* **What you should do**:
Pull out every line of the rows below that contains the word "metal", and list each one in full.

* **Data for this exercise**:

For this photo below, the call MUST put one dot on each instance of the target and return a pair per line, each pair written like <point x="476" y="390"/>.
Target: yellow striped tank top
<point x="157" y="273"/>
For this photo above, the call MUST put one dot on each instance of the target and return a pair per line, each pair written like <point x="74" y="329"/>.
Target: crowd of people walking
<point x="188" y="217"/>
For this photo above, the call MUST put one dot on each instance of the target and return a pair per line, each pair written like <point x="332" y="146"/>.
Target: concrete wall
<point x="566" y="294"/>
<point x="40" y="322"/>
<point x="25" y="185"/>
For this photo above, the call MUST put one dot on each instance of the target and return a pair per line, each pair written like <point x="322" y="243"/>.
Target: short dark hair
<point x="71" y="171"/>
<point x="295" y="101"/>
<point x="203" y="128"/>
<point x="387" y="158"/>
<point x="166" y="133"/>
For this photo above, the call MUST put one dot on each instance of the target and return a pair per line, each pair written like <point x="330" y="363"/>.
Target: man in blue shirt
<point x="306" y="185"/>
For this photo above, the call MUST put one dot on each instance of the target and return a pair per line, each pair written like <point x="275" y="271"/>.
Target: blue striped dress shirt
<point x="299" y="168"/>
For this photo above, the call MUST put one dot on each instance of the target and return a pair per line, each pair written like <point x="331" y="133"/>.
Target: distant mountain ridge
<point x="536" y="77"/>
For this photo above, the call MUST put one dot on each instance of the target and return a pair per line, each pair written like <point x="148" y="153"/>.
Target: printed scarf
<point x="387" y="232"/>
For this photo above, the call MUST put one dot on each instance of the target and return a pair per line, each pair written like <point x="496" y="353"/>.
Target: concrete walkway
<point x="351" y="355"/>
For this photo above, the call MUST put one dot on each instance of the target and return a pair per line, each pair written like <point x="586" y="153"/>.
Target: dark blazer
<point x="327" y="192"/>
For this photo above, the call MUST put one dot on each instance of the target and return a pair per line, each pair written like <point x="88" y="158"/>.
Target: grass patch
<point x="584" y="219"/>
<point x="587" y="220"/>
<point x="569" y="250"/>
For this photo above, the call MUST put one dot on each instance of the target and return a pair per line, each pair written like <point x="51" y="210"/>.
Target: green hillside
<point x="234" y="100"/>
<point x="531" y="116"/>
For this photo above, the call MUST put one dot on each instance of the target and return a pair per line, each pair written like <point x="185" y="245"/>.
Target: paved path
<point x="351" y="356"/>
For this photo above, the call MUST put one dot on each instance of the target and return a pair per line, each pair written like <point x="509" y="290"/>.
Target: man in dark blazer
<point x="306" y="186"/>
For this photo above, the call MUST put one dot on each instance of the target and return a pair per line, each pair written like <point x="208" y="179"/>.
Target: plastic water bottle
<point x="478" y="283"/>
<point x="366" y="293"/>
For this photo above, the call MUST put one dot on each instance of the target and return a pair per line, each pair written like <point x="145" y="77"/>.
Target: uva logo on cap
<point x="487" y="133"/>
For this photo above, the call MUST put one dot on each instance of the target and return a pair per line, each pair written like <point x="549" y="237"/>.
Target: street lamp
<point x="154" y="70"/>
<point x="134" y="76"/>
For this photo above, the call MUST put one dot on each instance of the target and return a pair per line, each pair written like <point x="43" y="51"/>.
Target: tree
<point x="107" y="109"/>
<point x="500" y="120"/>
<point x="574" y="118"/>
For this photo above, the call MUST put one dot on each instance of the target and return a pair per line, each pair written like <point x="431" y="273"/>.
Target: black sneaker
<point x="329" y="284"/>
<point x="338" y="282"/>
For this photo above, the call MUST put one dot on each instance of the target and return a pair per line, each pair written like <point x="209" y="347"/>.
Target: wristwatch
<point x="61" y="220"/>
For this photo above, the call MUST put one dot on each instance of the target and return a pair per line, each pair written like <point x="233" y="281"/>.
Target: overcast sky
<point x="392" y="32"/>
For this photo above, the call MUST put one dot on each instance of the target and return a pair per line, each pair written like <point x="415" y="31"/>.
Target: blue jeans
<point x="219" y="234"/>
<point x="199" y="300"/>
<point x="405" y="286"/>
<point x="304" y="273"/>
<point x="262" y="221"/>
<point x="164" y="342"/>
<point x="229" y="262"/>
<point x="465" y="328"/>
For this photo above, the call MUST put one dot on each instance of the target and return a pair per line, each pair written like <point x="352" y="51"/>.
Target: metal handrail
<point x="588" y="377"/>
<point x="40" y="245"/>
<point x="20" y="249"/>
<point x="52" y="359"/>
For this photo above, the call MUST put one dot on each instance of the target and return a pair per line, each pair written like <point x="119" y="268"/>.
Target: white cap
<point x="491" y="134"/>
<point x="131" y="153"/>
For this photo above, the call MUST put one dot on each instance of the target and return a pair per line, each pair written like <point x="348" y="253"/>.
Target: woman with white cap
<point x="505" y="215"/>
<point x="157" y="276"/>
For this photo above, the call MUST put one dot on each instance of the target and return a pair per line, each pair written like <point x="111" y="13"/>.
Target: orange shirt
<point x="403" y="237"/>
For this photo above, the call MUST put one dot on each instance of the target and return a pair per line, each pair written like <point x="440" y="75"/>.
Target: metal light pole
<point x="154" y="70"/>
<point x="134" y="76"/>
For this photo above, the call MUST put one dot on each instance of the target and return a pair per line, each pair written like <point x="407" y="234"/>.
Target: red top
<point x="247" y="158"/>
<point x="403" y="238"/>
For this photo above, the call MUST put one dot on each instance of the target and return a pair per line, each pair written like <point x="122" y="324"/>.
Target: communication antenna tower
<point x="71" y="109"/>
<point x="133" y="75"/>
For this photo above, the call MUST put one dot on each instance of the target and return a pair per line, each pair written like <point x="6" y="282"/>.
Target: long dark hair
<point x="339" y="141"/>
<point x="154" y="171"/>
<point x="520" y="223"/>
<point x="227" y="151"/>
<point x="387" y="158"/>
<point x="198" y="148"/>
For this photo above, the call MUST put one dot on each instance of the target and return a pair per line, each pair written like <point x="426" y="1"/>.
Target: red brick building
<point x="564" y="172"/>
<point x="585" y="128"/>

---

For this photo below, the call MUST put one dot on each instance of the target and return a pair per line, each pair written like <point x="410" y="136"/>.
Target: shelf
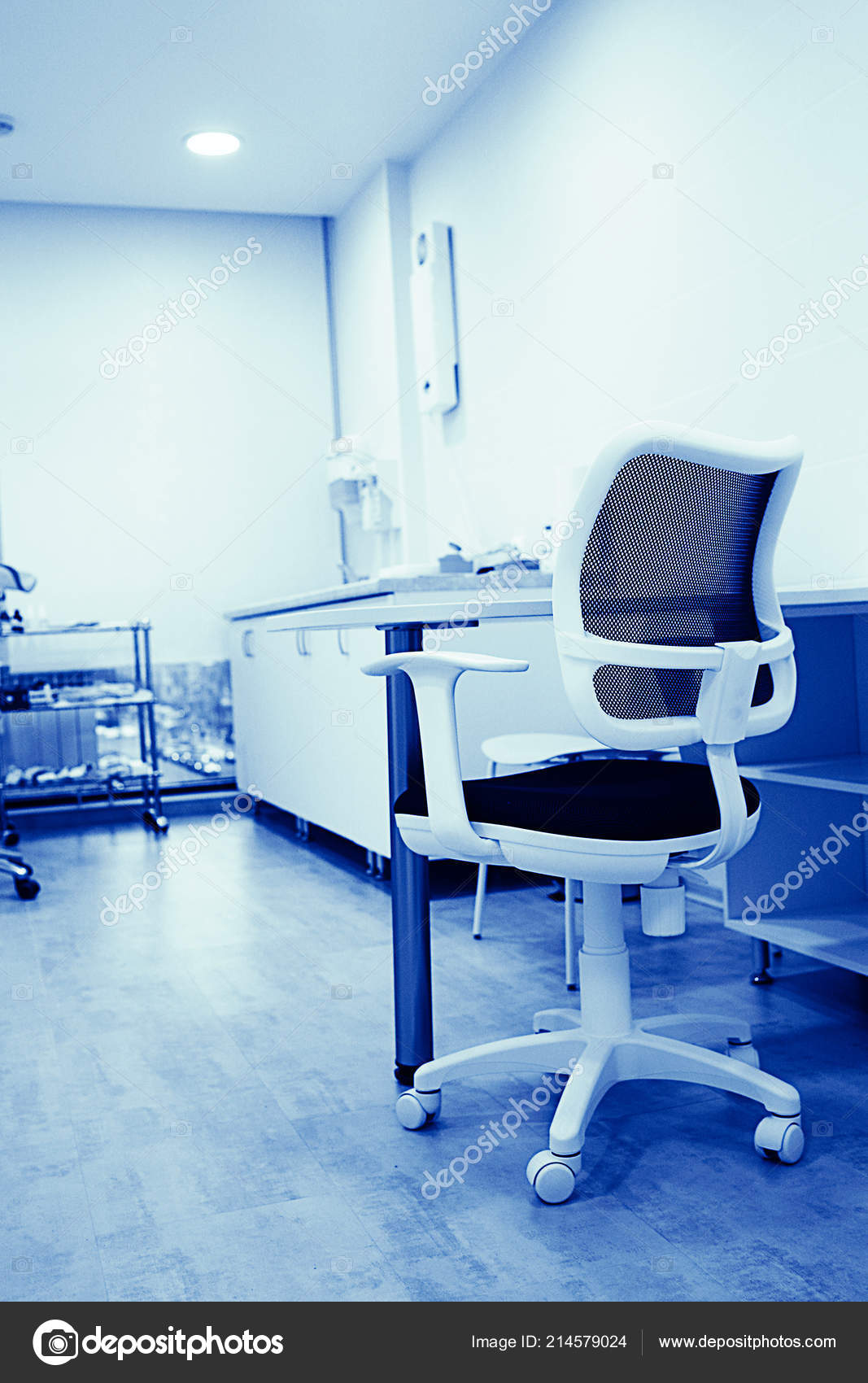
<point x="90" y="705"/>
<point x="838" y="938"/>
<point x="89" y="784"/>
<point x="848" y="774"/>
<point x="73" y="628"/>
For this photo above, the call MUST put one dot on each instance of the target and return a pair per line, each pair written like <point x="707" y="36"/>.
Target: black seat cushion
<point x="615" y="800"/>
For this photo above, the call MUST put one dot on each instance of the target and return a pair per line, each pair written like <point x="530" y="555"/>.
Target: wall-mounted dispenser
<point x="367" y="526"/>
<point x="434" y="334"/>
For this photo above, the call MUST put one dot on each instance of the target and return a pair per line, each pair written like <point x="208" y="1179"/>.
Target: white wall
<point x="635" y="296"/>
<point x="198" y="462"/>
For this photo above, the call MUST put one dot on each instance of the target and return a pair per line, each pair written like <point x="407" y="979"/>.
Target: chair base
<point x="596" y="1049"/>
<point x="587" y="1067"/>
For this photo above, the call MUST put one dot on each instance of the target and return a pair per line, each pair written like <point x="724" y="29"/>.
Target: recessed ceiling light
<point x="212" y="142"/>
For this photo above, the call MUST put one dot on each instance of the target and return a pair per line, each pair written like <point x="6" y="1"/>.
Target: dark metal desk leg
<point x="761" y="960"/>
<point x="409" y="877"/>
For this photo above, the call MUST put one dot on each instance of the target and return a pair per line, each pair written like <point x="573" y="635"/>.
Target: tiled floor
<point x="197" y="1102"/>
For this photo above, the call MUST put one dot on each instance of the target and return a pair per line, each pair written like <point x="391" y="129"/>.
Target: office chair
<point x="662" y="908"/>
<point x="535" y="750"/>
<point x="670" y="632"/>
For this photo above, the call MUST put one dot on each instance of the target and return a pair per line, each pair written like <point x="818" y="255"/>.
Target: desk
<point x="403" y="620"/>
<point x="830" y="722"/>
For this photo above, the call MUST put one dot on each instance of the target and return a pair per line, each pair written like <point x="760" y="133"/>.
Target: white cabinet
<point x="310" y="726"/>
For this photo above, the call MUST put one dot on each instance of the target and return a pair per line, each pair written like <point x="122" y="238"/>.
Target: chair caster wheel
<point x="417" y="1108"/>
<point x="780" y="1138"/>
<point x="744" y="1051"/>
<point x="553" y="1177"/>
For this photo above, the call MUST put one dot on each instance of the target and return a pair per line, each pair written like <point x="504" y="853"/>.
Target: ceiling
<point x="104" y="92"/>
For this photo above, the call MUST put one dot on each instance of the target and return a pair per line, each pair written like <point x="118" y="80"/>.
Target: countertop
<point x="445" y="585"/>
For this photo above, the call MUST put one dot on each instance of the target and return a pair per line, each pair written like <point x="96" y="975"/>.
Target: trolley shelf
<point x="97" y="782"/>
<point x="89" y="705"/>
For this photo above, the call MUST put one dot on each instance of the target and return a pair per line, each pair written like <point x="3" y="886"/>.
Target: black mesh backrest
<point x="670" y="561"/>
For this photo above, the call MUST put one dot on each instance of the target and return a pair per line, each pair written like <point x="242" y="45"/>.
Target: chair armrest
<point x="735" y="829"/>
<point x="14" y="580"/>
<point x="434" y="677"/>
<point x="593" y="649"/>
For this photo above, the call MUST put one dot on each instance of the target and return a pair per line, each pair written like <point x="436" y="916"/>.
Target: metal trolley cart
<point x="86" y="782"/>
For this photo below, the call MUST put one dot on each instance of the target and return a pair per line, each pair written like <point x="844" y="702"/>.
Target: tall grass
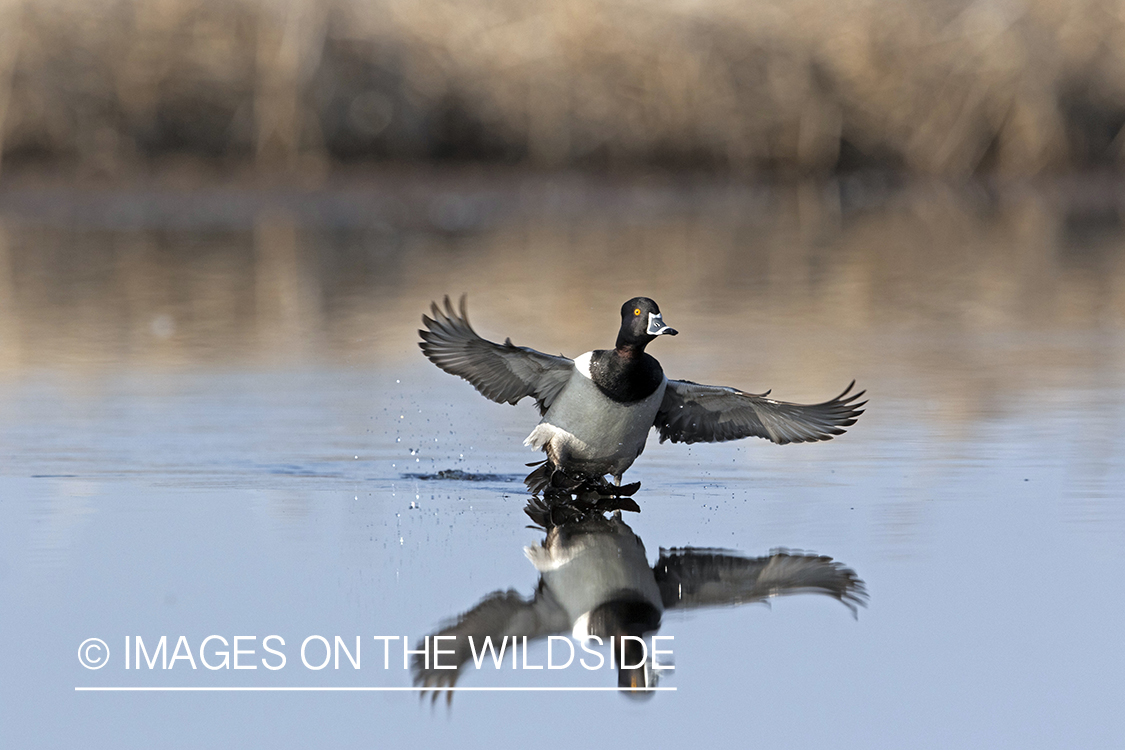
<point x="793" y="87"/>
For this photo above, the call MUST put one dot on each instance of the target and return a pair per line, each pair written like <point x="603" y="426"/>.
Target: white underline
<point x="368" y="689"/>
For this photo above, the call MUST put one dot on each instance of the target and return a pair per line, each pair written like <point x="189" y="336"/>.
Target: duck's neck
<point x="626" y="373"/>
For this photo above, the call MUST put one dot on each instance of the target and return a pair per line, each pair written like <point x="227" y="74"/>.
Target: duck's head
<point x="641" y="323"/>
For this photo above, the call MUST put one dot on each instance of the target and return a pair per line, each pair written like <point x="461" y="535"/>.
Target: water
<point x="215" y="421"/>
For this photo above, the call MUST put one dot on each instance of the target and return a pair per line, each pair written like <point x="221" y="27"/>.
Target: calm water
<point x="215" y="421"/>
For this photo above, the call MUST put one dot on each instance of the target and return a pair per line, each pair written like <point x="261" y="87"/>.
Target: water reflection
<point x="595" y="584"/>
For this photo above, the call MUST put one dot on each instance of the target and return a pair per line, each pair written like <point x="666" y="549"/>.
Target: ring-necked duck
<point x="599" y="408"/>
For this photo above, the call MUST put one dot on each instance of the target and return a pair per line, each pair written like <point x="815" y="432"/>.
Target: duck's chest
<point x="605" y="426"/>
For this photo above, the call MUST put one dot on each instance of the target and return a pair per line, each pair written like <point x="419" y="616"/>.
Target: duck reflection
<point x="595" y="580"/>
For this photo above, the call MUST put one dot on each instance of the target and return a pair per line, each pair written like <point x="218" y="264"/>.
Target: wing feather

* **Completed exercise**:
Target: metal handrail
Target: metal light pole
Target: dark metal desk leg
Target: metal trolley cart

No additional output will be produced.